Your goal: Show every line below that contains the word "concrete", matching case exactly.

Material for the task:
• • • •
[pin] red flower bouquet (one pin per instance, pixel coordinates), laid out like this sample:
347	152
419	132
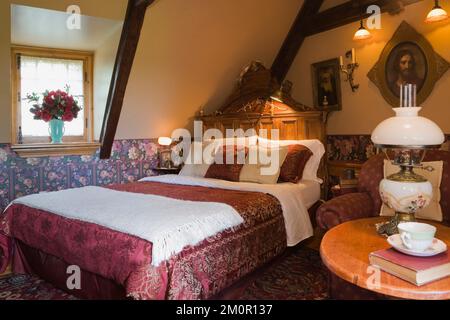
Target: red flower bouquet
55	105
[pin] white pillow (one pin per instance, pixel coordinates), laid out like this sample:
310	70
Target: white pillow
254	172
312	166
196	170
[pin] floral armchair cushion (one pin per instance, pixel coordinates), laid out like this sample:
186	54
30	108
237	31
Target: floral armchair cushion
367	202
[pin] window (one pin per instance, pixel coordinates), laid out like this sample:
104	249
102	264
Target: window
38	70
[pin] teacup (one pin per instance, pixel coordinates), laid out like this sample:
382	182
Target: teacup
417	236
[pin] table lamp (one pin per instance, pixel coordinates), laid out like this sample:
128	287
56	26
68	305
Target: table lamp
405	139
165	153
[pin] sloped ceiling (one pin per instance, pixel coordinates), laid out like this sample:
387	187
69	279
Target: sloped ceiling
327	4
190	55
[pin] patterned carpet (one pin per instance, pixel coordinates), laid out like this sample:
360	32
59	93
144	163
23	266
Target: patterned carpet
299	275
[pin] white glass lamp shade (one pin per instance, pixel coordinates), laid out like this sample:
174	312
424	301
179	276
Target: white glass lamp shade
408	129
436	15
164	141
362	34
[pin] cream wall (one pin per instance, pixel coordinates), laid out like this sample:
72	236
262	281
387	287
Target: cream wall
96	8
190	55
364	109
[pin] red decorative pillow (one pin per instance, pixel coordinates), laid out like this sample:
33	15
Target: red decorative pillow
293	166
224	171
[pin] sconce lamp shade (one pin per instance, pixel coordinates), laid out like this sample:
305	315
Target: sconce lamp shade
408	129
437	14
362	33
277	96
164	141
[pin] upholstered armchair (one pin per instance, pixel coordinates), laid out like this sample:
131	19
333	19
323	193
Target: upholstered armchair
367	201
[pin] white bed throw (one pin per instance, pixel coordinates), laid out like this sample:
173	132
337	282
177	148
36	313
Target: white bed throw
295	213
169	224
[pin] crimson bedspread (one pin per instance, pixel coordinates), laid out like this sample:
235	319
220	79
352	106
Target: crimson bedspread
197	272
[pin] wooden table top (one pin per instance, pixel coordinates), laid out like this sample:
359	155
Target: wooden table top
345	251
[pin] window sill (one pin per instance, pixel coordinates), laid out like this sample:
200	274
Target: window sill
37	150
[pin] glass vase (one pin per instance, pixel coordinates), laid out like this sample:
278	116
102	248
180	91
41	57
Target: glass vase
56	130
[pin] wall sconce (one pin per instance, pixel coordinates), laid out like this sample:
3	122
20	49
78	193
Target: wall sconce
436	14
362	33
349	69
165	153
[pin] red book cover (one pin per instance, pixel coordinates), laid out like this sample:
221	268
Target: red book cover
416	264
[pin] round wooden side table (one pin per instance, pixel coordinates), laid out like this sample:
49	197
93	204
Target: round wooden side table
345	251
• • • •
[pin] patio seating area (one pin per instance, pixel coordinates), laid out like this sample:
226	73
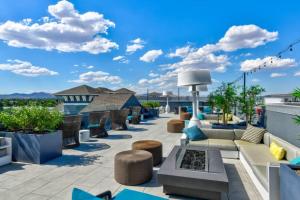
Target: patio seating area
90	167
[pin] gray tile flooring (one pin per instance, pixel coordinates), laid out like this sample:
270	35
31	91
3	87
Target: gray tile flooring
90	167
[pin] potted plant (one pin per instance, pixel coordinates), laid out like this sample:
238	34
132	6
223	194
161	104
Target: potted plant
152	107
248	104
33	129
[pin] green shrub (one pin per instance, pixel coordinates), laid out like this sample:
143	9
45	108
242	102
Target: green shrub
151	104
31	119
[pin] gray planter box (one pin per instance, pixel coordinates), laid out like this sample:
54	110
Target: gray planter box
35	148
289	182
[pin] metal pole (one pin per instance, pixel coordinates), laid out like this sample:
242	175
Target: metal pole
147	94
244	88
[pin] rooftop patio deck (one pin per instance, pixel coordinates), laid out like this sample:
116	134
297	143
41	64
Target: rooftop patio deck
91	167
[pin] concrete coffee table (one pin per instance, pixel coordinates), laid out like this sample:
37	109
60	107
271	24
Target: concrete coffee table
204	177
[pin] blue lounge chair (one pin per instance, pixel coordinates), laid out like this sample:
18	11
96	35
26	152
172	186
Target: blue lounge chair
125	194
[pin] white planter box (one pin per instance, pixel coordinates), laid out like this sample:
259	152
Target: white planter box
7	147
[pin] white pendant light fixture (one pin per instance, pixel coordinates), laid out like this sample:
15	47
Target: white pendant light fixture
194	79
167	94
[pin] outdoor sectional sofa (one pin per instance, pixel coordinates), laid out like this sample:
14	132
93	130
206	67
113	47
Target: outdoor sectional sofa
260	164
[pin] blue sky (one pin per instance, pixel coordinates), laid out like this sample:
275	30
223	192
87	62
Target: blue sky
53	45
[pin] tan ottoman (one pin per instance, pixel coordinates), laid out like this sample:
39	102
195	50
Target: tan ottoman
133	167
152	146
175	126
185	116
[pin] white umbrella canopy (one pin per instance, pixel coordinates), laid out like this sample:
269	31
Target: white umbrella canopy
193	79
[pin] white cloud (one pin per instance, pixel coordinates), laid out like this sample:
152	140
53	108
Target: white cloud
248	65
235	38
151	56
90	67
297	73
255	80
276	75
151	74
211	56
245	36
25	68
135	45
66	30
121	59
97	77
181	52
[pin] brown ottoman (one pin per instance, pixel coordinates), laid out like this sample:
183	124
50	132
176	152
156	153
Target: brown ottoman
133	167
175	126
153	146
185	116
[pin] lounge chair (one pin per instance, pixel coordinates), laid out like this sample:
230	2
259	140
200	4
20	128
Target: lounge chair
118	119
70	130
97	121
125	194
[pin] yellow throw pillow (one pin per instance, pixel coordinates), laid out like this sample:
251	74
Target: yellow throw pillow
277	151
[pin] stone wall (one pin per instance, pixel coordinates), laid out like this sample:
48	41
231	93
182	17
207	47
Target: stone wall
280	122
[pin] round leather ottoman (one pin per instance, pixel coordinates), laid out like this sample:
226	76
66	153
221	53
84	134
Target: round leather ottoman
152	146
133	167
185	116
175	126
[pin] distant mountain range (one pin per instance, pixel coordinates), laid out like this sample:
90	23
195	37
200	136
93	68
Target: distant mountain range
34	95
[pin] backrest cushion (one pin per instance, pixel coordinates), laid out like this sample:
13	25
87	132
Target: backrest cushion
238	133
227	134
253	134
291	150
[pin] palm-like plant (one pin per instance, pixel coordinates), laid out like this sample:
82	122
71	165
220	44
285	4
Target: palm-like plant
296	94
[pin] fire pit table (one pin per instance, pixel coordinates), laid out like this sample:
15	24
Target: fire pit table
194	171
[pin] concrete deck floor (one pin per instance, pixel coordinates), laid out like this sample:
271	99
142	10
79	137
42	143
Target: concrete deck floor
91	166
• • • •
Exercise result:
[pin] concrete coffee table (one pin per instance, pixel coordinates), laid out like this sample:
Target: concrete coffee table
[pin] concrete deck floor (one pin per instance, pixel coordinates), laid out like this sample:
Target: concrete deck floor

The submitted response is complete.